You, dear reader, may think that Budapest is just the name of George Ezra‘s song, but this is the name of the sixth largest city in the European Union, Hungary’s most populous city and main financial and cultural center of the country.
The city of Budapest is divided into two sides:
- the Buda side, which is the side of the hill, the most historic of the city, where most of the tourist attractions are concentrated;
- the Pest side, which is the flat side of the city, making walking easier, as well as being the busiest and most modern part.
The city is divided by the Danube River (the same from the valse) and the BEST way to get to know the city is to take a boat trip on the river as soon as you arrive in Budapest.
With the tour, you will have a better spatial notion about the city and, if you opt for the night tour, the view will be priceless! If it were up to me, I would do this tour every night because it was an indescribable experience!
Although it is a city full of beautiful and interesting sights, three days are enough to get to know Budapest, especially if you are on an eurotrip and have other cities planned on your schedule, as it is a relatively small city.
Although Hungary is part of the European Union, the local currency is not the Euro!
The official currency of the country is the Hungarian Forint (HUF), which in Hungarian is called forint (Ft).
1 Dollar is equivalent to 273,99 Hungarian Forints (US$ 1,00 = Ft 273,99)
You must have realized that I always try to teach a few words in the language of the place that I present in the posts, right?
In Budapest you do not have to worry about learning more than the basics keywords in the local language, because Hungarians speak English very well. They understand that their language is extremely challenging and does not look anything at all like English.
So if you are planning a trip to Budapest or any other city in Hungary, here are some words and phrases that can help (a lot) your tour.

DATASET:
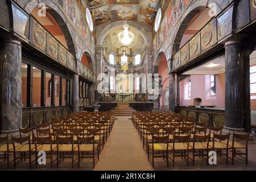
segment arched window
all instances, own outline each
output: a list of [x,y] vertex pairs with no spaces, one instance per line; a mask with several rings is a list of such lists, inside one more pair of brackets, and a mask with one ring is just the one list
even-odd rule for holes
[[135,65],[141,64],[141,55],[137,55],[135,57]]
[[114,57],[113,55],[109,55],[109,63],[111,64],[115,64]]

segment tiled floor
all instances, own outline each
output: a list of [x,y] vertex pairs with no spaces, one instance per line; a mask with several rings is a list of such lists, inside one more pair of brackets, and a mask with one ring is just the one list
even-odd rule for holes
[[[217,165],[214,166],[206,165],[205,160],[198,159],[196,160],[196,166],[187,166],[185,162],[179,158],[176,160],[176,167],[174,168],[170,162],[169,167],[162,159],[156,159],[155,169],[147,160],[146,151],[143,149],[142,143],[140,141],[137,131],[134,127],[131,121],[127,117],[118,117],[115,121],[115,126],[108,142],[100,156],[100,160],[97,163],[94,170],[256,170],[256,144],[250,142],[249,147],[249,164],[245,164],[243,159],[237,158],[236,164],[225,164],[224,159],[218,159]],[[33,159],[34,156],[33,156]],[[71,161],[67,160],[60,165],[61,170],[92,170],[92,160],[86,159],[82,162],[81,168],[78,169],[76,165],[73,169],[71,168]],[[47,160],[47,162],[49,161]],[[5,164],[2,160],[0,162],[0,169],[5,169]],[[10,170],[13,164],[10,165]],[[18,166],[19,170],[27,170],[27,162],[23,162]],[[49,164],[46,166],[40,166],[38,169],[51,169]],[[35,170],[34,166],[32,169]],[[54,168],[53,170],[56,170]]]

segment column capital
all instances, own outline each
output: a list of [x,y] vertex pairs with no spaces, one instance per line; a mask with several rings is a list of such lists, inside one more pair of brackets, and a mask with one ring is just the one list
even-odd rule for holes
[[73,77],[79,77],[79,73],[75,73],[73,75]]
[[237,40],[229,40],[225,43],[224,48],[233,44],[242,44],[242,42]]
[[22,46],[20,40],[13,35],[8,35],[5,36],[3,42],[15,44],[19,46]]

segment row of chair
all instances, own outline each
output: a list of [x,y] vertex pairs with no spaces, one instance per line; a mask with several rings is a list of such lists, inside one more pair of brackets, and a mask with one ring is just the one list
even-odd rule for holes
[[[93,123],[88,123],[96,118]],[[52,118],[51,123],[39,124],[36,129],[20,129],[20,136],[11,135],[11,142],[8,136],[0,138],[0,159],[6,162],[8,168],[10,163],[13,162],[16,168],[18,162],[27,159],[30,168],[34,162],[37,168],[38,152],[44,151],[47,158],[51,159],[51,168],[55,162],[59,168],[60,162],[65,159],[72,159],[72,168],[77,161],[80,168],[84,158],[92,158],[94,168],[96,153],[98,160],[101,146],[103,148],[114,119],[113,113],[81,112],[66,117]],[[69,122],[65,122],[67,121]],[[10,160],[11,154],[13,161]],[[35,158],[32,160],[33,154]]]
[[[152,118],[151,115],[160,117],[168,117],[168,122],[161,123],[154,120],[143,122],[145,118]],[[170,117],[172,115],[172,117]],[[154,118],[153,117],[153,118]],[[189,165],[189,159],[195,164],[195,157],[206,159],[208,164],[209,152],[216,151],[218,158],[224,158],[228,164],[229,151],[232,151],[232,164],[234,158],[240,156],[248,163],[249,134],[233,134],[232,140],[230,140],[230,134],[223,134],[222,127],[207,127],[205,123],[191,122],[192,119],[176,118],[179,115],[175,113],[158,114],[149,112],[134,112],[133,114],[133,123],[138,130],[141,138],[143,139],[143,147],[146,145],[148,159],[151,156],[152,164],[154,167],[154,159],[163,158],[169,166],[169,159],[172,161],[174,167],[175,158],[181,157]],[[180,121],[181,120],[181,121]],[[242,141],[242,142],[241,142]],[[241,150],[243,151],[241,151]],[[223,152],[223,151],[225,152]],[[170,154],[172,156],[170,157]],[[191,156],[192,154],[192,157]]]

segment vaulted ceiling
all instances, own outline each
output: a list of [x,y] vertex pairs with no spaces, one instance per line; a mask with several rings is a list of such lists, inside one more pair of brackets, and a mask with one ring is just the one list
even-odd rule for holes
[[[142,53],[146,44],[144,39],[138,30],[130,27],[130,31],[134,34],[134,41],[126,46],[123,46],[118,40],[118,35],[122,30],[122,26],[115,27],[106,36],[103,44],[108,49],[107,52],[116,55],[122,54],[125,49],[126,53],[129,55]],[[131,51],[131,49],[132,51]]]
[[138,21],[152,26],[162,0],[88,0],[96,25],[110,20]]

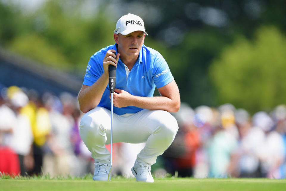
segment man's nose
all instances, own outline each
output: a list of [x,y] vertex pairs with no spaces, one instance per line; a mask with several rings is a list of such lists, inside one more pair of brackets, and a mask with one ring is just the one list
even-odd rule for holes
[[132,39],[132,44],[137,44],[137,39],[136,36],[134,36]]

TASK: Repeat word for word everything in the passage on Budapest from "The city is divided" down to "called forint (Ft).". The listing plays no part in the work here.

SOLUTION TO THE EXERCISE:
The city is divided by the Danube River (the same from the valse) and the BEST way to get to know the city is to take a boat trip on the river as soon as you arrive in Budapest.
With the tour, you will have a better spatial notion about the city and, if you opt for the night tour, the view will be priceless! If it were up to me, I would do this tour every night because it was an indescribable experience!
Although it is a city full of beautiful and interesting sights, three days are enough to get to know Budapest, especially if you are on an eurotrip and have other cities planned on your schedule, as it is a relatively small city.
Although Hungary is part of the European Union, the local currency is not the Euro!
The official currency of the country is the Hungarian Forint (HUF), which in Hungarian is called forint (Ft).